----- Reading passage

We tested it based on the RANDOM dataset.

Command

python -m sglang.bench_serving \
    --dataset-name random \
    --backend sglang \
    --host 127.0.0.1 \
    --port 6688 \
    --max-concurrency 1 \
    --random-input-len 65536 \
    --random-output-len 1024 \
    --num-prompts 1 \
    --random-range-ratio 1

GLM-5.1 W4A8 1P1D 32P IN65K OUT1K5 PREFIX90 25ms

Model: GLM-5.1 Hardware: Atlas 800I A3 Cards: 32 Deploy Mode: PD Disaggregation Quantization: W4A8 INT8 Dataset: 65k+1.5k (90% prefix cache hit rate) TPOT: 25ms

Model Deployment

Command

# ============================================================
# Before running, update the following variables:
#   P_IP: prefill node IP address
#   D_IP: decode node IP address
#   ASCEND_MF_STORE_URL: prefill node IP with port
#   MODEL_PATH: path to the model weights directory
#   HCCL_SOCKET_IFNAME: network interface name for HCCL
#   GLOO_SOCKET_IFNAME: network interface name for Gloo
# ============================================================


echo performance | tee /sys/devices/system/cpu/cpu*/cpufreq/scaling_governor
sysctl -w vm.swappiness=0
sysctl -w kernel.numa_balancing=0
sysctl -w kernel.sched_migration_cost_ns=50000

unset https_proxy
unset http_proxy
unset HTTPS_PROXY
unset HTTP_PROXY
unset ASCEND_LAUNCH_BLOCKING

source /usr/local/Ascend/ascend-toolkit/set_env.sh
source /usr/local/Ascend/nnal/atb/set_env.sh

export PYTORCH_NPU_ALLOC_CONF=expandable_segments:True
export SGLANG_DISAGGREGATION_BOOTSTRAP_TIMEOUT=600
export SGLANG_SET_CPU_AFFINITY=1
export STREAMS_PER_DEVICE=32

P_IP=('<your prefill ip1>' '<your prefill ip2>')

----------
----- Supplied data

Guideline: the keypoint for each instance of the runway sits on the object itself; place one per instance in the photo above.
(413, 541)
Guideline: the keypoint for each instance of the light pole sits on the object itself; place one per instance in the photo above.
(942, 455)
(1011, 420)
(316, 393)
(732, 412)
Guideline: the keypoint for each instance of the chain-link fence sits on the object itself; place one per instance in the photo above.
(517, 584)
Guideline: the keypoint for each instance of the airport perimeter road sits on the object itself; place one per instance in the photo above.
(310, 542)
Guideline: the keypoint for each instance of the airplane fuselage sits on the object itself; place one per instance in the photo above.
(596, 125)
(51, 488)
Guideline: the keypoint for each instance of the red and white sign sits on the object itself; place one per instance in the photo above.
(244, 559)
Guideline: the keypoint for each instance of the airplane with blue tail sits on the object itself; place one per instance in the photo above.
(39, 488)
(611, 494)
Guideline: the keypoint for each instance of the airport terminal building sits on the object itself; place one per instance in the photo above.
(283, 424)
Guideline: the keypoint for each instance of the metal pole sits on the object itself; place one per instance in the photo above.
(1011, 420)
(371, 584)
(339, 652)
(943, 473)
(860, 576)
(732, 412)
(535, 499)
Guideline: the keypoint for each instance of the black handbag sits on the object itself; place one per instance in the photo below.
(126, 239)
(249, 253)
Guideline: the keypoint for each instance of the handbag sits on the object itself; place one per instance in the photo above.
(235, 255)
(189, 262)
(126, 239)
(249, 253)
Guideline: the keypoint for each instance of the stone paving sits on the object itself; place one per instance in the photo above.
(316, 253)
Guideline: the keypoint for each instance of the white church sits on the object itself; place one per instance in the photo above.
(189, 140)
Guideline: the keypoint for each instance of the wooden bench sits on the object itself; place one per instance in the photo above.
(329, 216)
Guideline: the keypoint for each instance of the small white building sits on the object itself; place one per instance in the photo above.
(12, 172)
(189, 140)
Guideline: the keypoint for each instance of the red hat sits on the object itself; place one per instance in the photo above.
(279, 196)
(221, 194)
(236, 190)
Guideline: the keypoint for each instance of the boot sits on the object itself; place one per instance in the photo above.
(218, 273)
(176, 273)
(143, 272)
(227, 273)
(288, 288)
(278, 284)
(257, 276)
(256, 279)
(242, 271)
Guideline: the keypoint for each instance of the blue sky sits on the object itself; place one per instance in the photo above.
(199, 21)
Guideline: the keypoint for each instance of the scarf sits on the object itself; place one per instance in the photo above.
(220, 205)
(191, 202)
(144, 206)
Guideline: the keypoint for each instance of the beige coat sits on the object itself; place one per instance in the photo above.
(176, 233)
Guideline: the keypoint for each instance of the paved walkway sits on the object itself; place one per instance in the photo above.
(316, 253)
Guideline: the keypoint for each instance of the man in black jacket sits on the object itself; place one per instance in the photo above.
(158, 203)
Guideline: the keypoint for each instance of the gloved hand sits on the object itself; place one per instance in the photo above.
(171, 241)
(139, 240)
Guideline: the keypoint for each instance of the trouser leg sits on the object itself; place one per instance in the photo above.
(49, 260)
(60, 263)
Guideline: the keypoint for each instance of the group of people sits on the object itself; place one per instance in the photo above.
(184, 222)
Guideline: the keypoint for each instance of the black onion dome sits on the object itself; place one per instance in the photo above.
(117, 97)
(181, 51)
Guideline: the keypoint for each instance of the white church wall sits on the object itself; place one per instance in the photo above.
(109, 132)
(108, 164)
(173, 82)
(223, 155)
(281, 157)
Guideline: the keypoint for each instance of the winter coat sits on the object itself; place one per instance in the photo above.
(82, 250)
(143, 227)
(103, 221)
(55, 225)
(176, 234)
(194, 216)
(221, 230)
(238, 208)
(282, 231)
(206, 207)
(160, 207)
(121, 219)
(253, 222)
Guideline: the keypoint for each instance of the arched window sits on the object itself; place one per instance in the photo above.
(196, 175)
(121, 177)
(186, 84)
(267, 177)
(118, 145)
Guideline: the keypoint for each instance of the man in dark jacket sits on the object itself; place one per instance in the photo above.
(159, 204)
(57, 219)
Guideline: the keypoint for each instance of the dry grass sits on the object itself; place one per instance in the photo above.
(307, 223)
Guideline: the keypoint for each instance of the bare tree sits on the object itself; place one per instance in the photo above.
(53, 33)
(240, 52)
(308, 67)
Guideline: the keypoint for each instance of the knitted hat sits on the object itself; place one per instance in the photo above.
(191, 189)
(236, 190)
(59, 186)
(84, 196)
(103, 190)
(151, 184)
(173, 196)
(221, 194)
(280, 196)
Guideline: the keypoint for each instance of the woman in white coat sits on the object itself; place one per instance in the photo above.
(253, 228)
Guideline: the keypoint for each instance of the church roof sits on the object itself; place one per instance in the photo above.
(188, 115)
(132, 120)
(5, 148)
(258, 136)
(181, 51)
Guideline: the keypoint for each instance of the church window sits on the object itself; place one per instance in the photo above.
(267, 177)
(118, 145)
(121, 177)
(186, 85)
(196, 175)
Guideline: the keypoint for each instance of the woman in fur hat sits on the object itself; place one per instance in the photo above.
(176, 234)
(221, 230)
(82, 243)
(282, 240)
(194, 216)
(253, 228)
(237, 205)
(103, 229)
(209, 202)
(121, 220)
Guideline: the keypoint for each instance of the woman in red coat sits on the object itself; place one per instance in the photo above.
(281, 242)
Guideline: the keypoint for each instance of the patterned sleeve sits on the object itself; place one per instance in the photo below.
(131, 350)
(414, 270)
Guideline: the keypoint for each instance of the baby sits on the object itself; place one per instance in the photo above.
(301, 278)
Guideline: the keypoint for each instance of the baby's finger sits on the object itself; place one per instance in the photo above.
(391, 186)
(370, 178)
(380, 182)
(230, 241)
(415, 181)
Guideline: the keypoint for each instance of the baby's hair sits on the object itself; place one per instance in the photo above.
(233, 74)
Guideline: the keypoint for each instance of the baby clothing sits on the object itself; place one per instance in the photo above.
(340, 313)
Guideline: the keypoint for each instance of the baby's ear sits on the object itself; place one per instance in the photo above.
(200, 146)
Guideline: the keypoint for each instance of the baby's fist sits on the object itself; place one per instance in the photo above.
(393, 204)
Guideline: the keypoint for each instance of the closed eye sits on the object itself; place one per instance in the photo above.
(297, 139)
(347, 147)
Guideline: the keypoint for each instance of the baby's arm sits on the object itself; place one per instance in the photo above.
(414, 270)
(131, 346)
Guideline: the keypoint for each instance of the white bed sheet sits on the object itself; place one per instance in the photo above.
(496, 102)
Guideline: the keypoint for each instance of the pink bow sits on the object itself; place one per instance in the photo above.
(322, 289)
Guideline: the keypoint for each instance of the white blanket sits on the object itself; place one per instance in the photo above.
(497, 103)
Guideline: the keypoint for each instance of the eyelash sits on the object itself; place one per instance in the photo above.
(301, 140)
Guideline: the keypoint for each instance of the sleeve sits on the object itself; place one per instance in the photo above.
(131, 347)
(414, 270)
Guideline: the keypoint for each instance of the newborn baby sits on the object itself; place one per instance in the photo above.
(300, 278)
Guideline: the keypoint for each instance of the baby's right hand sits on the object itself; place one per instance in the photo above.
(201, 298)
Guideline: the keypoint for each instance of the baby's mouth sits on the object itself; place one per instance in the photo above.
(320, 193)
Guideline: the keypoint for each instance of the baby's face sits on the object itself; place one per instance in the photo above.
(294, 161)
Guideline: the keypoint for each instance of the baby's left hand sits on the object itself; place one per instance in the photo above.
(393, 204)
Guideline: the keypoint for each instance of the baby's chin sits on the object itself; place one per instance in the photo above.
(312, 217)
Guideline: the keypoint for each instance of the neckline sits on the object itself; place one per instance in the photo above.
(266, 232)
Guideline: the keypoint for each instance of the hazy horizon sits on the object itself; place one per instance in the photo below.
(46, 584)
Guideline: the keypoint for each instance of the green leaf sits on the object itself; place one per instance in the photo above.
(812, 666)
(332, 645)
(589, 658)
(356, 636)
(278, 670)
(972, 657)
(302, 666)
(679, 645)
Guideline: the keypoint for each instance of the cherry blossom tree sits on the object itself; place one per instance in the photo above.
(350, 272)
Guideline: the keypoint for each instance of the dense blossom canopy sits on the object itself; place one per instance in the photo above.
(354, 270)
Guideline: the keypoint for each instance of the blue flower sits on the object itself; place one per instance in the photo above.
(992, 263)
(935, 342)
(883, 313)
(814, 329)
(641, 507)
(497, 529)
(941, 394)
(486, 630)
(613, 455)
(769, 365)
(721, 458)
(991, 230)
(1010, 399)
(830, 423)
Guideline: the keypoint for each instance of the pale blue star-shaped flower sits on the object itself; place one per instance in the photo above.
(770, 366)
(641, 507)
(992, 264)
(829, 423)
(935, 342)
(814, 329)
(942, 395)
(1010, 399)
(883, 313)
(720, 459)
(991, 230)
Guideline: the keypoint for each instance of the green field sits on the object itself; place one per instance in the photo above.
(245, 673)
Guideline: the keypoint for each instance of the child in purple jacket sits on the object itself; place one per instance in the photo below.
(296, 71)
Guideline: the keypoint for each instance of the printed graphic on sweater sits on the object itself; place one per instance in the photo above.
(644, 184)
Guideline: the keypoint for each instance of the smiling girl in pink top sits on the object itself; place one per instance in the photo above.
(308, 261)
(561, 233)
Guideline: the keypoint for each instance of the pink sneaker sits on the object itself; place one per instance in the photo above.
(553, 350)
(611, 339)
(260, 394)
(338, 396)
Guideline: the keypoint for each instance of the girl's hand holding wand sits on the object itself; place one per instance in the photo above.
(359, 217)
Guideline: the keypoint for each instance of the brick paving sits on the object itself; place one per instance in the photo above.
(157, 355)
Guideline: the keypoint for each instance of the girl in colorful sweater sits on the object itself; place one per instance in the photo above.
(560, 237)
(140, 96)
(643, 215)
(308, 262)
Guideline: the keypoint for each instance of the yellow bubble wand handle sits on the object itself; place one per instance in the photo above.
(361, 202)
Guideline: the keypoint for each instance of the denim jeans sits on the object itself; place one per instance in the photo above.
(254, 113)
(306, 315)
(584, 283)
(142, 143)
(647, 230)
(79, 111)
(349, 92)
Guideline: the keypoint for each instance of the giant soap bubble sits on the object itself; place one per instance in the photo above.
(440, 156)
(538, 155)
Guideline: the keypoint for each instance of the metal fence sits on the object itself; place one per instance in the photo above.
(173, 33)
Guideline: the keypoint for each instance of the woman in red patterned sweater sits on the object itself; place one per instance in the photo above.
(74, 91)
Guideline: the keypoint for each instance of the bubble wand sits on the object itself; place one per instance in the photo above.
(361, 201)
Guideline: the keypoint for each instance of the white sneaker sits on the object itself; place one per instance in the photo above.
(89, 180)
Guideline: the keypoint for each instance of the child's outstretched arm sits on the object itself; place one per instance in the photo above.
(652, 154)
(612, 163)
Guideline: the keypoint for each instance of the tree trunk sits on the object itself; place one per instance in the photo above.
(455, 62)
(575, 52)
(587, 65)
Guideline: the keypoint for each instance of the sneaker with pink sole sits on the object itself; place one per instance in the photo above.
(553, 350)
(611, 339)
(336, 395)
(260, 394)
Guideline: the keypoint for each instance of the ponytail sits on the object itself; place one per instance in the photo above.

----------

### [Written task A]
Please answer these questions from the GLM-5.1 deployment text, one answer per line, marked like the questions.
(i) Which port does the benchmark command use?
(ii) What hardware is listed for the model?
(iii) To what value is STREAMS_PER_DEVICE exported?
### [Written task B]
Decide whether each statement agrees with the GLM-5.1 deployment text. Answer yes or no, and quote the words of the text that decide it.
(i) The benchmark command sets the maximum concurrency to 4.
(ii) The deploy mode is PD Disaggregation.
(iii) The setup sets vm.swappiness to 10.

### [Exercise answer A]
(i) 6688
(ii) Atlas 800I A3
(iii) 32

### [Exercise answer B]
(i) No: "--max-concurrency 1"
(ii) Yes: "Deploy Mode: PD Disaggregation"
(iii) No: "sysctl -w vm.swappiness=0"